*** Data records ***
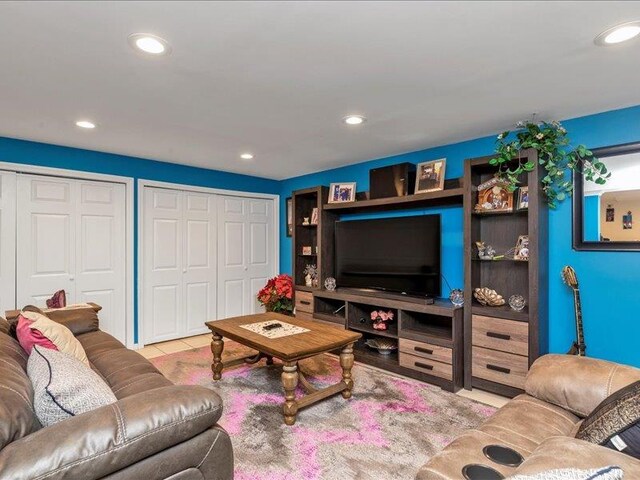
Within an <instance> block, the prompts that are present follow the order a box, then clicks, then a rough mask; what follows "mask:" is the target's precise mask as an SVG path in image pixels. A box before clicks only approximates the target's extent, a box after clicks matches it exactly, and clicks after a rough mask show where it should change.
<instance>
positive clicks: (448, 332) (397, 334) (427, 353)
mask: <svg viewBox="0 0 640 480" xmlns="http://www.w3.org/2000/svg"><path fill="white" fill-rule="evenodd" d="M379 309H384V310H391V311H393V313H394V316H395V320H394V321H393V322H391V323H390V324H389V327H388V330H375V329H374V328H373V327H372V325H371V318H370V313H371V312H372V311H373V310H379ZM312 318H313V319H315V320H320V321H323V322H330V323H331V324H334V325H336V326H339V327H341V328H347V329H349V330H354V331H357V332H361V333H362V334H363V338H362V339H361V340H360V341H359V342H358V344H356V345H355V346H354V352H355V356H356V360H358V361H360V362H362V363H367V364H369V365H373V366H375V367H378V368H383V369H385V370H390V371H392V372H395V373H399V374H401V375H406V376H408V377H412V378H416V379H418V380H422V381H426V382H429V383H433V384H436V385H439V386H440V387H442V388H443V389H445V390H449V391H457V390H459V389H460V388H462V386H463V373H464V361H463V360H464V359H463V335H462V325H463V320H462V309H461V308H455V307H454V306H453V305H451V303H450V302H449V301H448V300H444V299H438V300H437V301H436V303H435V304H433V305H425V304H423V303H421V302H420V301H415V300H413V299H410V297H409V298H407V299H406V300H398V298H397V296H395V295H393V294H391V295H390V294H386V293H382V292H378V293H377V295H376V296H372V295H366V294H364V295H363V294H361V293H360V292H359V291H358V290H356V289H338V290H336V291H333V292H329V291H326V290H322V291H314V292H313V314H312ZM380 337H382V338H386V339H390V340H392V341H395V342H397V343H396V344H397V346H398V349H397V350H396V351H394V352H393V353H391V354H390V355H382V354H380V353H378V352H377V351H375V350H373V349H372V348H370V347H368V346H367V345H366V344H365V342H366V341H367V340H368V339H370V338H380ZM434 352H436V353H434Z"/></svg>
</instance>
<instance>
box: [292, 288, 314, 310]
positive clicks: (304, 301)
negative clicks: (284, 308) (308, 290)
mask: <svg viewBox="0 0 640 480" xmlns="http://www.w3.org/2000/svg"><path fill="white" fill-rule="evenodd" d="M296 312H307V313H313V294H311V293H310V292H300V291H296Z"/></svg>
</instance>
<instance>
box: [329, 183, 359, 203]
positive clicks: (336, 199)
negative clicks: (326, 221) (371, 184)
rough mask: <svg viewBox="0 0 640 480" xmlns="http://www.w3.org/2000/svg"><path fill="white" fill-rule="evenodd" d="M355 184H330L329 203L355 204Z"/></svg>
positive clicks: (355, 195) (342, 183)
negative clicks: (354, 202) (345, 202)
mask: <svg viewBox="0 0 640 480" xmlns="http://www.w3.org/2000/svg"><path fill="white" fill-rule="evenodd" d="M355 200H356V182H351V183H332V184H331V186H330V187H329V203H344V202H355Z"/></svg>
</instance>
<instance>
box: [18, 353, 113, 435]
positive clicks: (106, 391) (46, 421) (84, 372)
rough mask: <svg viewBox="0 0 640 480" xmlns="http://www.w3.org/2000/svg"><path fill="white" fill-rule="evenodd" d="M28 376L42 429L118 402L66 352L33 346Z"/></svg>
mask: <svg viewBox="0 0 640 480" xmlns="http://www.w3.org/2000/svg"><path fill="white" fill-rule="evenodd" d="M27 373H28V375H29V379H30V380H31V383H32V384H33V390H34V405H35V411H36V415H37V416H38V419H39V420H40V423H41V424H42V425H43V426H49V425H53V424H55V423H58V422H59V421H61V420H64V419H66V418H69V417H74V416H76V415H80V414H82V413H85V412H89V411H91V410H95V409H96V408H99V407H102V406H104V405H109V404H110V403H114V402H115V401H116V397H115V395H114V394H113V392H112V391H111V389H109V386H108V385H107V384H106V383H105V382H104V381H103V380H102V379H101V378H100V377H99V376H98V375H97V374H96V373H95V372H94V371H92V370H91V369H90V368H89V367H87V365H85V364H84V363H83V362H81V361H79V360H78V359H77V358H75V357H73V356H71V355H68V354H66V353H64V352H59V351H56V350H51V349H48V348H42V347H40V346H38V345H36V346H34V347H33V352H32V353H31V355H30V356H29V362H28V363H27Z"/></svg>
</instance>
*** End of Data records ***
Your goal - Repeat the entries word for word and skip the pictures.

Exercise response -
Within an <instance> block, the prompts that are present follow the order a box, then clicks, then a rough mask; what follows "mask:" is the target's precise mask as an SVG path in image pixels. A box before clicks only approximates the target's extent, a box after clicks matches it exactly, and clicks after a rough mask show where it should change.
<instance>
positive clicks: (448, 332) (397, 334) (427, 353)
mask: <svg viewBox="0 0 640 480" xmlns="http://www.w3.org/2000/svg"><path fill="white" fill-rule="evenodd" d="M379 309H384V310H391V311H393V313H394V316H395V320H394V321H393V322H391V323H390V324H389V327H388V330H375V329H374V328H373V327H372V325H371V318H370V313H371V312H372V311H373V310H379ZM312 318H313V319H315V320H320V321H323V322H330V323H331V324H334V325H336V326H339V327H341V328H347V329H349V330H354V331H357V332H361V333H362V334H363V338H362V339H361V340H360V341H359V342H358V344H356V345H355V346H354V352H355V356H356V360H358V361H360V362H362V363H367V364H369V365H373V366H375V367H378V368H383V369H385V370H390V371H392V372H395V373H399V374H401V375H406V376H408V377H412V378H416V379H418V380H422V381H426V382H429V383H433V384H436V385H439V386H440V387H442V388H443V389H445V390H449V391H457V390H459V389H460V388H462V386H463V373H464V361H463V360H464V359H463V335H462V325H463V320H462V309H461V308H455V307H454V306H453V305H451V303H450V302H449V301H448V300H444V299H438V300H437V301H436V303H435V304H433V305H425V304H423V303H421V302H420V301H415V300H413V299H410V297H409V298H407V299H406V300H398V298H397V296H395V295H393V294H391V295H390V294H386V293H382V292H378V293H377V295H376V296H372V295H366V294H364V295H363V294H361V293H360V292H359V291H358V290H356V289H338V290H336V291H333V292H329V291H326V290H322V291H314V292H313V314H312ZM380 337H382V338H386V339H390V340H392V341H395V342H397V343H396V344H397V346H398V349H397V350H396V351H394V352H393V353H391V354H390V355H382V354H380V353H378V352H377V351H375V350H373V349H372V348H370V347H368V346H367V345H366V344H365V342H366V341H367V340H368V339H370V338H380ZM434 352H436V353H434Z"/></svg>
</instance>
<instance>
box: [292, 288, 314, 310]
positive clicks: (304, 301)
negative clicks: (284, 308) (308, 290)
mask: <svg viewBox="0 0 640 480" xmlns="http://www.w3.org/2000/svg"><path fill="white" fill-rule="evenodd" d="M296 312H307V313H313V294H311V293H310V292H300V291H296Z"/></svg>
</instance>
<instance>
box: [329, 183, 359, 203]
positive clicks: (336, 199)
negative clicks: (326, 221) (371, 184)
rough mask: <svg viewBox="0 0 640 480" xmlns="http://www.w3.org/2000/svg"><path fill="white" fill-rule="evenodd" d="M355 184H330L329 203L355 204Z"/></svg>
positive clicks: (355, 195) (342, 183)
negative clicks: (354, 202) (345, 202)
mask: <svg viewBox="0 0 640 480" xmlns="http://www.w3.org/2000/svg"><path fill="white" fill-rule="evenodd" d="M355 200H356V182H351V183H332V184H331V186H330V187H329V203H344V202H355Z"/></svg>
</instance>
<instance>
box: [18, 353, 113, 435]
positive clicks: (106, 391) (46, 421) (84, 372)
rough mask: <svg viewBox="0 0 640 480" xmlns="http://www.w3.org/2000/svg"><path fill="white" fill-rule="evenodd" d="M28 376L42 429L118 402L66 352L33 346Z"/></svg>
mask: <svg viewBox="0 0 640 480" xmlns="http://www.w3.org/2000/svg"><path fill="white" fill-rule="evenodd" d="M27 373H28V375H29V379H30V380H31V383H32V384H33V390H34V405H35V411H36V415H37V416H38V419H39V420H40V423H41V424H42V425H43V426H49V425H53V424H55V423H58V422H59V421H61V420H64V419H66V418H69V417H74V416H76V415H80V414H82V413H85V412H89V411H91V410H95V409H96V408H99V407H102V406H104V405H109V404H110V403H114V402H115V401H116V397H115V395H114V394H113V392H112V391H111V389H109V386H108V385H107V384H106V383H105V382H104V381H103V380H102V379H101V378H100V377H99V376H98V375H97V374H96V373H95V372H94V371H92V370H91V369H90V368H89V367H87V365H85V364H84V363H83V362H81V361H79V360H78V359H77V358H75V357H73V356H71V355H68V354H66V353H64V352H59V351H56V350H51V349H48V348H42V347H40V346H38V345H36V346H34V347H33V352H32V353H31V355H30V356H29V362H28V363H27Z"/></svg>
</instance>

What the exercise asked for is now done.